SUAS TAREFAS ▸
1. Imprima, sem mudar nada, o trecho do texto sobre o Mestre Anderson Miguel que vai de "Mestre Anderson Miguel" até "anos de história.".
2. Segundo o texto sobre o Mestre Anderson Miguel, qual é o grupo de Baque Solto mais antigo em atividade?

Mestre Anderson Miguel nos alerta na música “Eficiente” que não canta à toa. Incentivado pela família, aos oito anos ele já participava de ensaios e encontros de Maracatu de Baque Solto na Zona da Mata de Pernambuco. Depois assumiu o posto de contra-mestre dos veteranos Mestre Aderito, seu pai, e Mestre Zé Flor, que lhe transmitiram o conhecimento sobre a prática centenária do maracatu — tradição popular de origem afro-indígena elaborada por trabalhadores canavieiros do fim do século XIX. Foi um longo caminho de preparação para chegar até onde está hoje: aos 22 anos, Anderson é cirandeiro respeitado e também mestre do Águia Misteriosa. Participou, ainda, do Cambinda Brasileira, o grupo de Baque Solto mais antigo em atividade, com 100 anos de história.
Anderson possui um vasto conhecimento acerca de sua matriz cultural, mas não permite que a densidade da História determine seu destino. Expoente de uma nova geração do maracatu e ciranda, ele traz consigo o imperativo da mudança. A ancestralidade lhe serve para recriar caminhos num pretérito do futuro que se afirma no futuro do pretérito em um instante de invenção ininterrupta. O Mestre de Nazaré da Mata revira a memória, afasta a nostalgia e apresenta o Baque Solto como uma expressão vibrante, dinâmica e transformadora. Como ele mesmo canta: “Se a imagem for viva, ela mora no hoje e na hora em que aconteceu”.

TRECHO DA LISTAGEM ▸
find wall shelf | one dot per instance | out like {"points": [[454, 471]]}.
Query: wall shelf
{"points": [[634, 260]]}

RESPOSTAS EM ORDEM ▸
1.
Mestre Anderson Miguel nos alerta na música “Eficiente” que não canta à toa. Incentivado pela família, aos oito anos ele já participava de ensaios e encontros de Maracatu de Baque Solto na Zona da Mata de Pernambuco. Depois assumiu o posto de contra-mestre dos veteranos Mestre Aderito, seu pai, e Mestre Zé Flor, que lhe transmitiram o conhecimento sobre a prática centenária do maracatu — tradição popular de origem afro-indígena elaborada por trabalhadores canavieiros do fim do século XIX. Foi um longo caminho de preparação para chegar até onde está hoje: aos 22 anos, Anderson é cirandeiro respeitado e também mestre do Águia Misteriosa. Participou, ainda, do Cambinda Brasileira, o grupo de Baque Solto mais antigo em atividade, com 100 anos de história.

2. O Cambinda Brasileira, com 100 anos de história.